● **Source text**
+ + +

Deep learning for gesture recognition

I've finished my experiments with autoencoding (convolutional predictive sparse decomposition), and am happy to say that it works reaosnably well (at least as far as my tests went). I implemented a sophisticated autoencoding method in Python and Theano to learn features to supply an SVM classifier to distinguish 12 different hand poses with an 81% accuracy on a small balanced training set. All features were learned unsupervised.

The training set for the classifier consisted of 426 images (about 35 images per hand pose) and 53 test images. The autoencoder contained two layers and was first trained on all 479 64 x 64 pixel greyscale hand pose images.

Example "V" pose with simple background used in learning.

Example "V" pose with complex background not used in learning.

The hand-pose images for training and testing did not include complex background cases. The point of the test was to demonstrate that the end-to-end system works on some level and most importantly to analyze the output of the unsupervised autoencoders. The complex background cases were harder.

+ + +

● **Provided records**
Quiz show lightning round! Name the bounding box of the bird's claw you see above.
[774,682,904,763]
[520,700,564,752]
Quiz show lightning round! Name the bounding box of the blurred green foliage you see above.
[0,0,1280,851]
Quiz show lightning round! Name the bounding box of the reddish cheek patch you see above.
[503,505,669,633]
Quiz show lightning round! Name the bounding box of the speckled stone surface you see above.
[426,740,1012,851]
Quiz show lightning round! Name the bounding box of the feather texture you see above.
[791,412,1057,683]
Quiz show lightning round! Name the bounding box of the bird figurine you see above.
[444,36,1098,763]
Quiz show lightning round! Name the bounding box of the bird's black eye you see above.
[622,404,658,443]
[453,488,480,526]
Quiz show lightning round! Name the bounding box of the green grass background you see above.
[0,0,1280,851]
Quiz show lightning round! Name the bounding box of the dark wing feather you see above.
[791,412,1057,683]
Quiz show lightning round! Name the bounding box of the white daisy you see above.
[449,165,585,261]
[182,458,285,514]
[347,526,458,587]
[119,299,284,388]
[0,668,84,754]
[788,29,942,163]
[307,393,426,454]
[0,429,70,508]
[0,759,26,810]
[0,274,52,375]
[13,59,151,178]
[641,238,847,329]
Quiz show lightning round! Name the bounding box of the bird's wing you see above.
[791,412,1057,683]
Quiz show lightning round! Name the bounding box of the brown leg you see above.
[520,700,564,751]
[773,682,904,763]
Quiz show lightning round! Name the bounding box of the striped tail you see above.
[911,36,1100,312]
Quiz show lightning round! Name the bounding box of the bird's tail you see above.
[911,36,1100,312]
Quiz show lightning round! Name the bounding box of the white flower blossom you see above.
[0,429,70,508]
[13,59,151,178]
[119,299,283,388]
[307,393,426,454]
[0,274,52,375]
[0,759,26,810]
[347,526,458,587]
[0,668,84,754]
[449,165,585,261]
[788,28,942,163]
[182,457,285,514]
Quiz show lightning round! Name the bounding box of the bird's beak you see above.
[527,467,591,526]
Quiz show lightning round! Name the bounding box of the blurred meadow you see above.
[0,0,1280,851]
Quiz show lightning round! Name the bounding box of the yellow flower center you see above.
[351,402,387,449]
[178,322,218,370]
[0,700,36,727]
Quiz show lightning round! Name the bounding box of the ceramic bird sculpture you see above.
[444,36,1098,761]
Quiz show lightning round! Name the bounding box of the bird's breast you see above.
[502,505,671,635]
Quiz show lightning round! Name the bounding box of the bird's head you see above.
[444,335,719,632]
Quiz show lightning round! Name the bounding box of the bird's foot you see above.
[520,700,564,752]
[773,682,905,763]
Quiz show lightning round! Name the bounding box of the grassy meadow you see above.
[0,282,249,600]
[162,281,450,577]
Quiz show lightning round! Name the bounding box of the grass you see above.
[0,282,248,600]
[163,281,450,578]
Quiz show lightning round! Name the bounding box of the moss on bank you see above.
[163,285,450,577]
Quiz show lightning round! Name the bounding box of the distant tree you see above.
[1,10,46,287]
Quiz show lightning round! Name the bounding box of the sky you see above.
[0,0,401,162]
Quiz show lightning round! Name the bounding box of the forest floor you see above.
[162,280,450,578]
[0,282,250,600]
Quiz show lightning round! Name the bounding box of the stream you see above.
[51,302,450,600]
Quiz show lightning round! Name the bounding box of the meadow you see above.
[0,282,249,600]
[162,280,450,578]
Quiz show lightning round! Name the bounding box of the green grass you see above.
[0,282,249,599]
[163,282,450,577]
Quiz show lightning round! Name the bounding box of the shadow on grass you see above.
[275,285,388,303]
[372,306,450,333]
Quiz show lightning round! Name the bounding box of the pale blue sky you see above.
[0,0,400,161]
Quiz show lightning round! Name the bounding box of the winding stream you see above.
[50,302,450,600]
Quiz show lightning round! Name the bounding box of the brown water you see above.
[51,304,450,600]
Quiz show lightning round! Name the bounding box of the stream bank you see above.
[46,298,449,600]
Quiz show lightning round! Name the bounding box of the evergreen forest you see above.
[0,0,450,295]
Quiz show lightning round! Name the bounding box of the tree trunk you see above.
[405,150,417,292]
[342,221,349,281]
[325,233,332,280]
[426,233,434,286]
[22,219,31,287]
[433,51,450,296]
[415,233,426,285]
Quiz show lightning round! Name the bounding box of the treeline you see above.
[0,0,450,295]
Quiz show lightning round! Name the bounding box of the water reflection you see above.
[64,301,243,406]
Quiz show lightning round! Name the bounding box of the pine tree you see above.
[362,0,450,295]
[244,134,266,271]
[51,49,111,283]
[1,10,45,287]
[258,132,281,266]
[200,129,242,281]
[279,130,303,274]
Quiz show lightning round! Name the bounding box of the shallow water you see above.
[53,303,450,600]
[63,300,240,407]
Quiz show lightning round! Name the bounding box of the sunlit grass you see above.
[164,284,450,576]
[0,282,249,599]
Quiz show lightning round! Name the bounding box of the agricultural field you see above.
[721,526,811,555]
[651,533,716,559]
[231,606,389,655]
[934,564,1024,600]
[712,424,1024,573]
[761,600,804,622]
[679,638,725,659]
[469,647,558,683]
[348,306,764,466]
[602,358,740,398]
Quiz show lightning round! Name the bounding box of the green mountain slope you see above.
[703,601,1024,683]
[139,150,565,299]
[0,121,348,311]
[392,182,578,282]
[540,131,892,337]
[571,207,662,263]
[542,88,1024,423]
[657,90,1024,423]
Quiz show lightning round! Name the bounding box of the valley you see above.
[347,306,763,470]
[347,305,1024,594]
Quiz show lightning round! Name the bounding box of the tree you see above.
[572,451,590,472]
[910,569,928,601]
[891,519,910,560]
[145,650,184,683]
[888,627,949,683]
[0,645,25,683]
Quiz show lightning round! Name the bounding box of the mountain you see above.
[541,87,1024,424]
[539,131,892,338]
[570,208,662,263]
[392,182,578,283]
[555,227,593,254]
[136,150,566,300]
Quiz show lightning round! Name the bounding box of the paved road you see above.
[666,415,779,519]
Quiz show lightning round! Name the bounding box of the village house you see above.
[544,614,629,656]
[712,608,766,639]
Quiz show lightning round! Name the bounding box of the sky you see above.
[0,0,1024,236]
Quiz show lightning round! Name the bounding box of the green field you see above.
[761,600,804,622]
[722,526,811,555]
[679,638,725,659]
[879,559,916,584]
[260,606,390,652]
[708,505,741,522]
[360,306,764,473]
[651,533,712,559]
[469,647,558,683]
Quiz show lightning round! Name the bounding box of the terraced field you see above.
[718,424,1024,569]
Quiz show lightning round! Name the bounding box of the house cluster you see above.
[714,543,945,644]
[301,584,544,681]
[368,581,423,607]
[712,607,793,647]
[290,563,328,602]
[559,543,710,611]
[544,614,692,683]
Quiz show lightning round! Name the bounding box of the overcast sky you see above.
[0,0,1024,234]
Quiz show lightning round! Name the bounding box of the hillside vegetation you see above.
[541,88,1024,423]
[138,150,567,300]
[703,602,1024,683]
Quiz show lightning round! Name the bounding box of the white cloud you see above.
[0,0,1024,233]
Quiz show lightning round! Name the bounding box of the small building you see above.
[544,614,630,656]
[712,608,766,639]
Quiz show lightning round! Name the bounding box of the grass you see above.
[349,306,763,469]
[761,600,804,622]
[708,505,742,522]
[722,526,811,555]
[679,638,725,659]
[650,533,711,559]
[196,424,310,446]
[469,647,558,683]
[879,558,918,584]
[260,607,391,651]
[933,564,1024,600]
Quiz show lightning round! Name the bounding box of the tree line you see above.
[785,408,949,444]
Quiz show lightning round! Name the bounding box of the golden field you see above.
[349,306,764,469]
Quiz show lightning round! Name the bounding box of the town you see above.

+ + +

● **Work instructions**
1) Rewrite the gesture recognition text from "Deep learning for" to "were learned unsupervised.", switching "Python" to "Lua".
2) Carry on the gesture recognition text from its last sentence.
The listing comes from a separate source.

● **Written answers**
1)
Deep learning for gesture recognition

I've finished my experiments with autoencoding (convolutional predictive sparse decomposition), and am happy to say that it works reaosnably well (at least as far as my tests went). I implemented a sophisticated autoencoding method in Lua and Theano to learn features to supply an SVM classifier to distinguish 12 different hand poses with an 81% accuracy on a small balanced training set. All features were learned unsupervised.

2)
The final implementation I completed is the "convolutional predictive sparse decomposition" or CPSD ([1], [2]), which also required writing an implementation of FISTA in Python. As an aside, FISTA is a very cool optimization algorithm for finding the minimum of partially non-smooth convex functions (e.g. L1-regularized quadratic loss functions). FISTA has many applications including image enhancement (denoising, deblurring, superreslution), matrix completion (collaborative filtering), quantitative finance, and others. Everything I did was written from the ground-up in Python (Theano was used for its symbolic differentiation capabilities, which are outstanding for this purpose).

You can read about sparse coding and CPSD at http://www.cs.nyu.edu/~yann/research/sparse/index.html.

As you can see, there are many extensions, but CPSD is quite a powerful algorithm even without the various extensions. Research papers advancing this technique are still being published as of 2015 (it was introduced around 2008/2010) and the citation network is really not that big (there aren't that many "experts" in this area). The concepts are not that difficult to understand, but implementing and tuning the architectures are both time-consuming and tricky undertakings.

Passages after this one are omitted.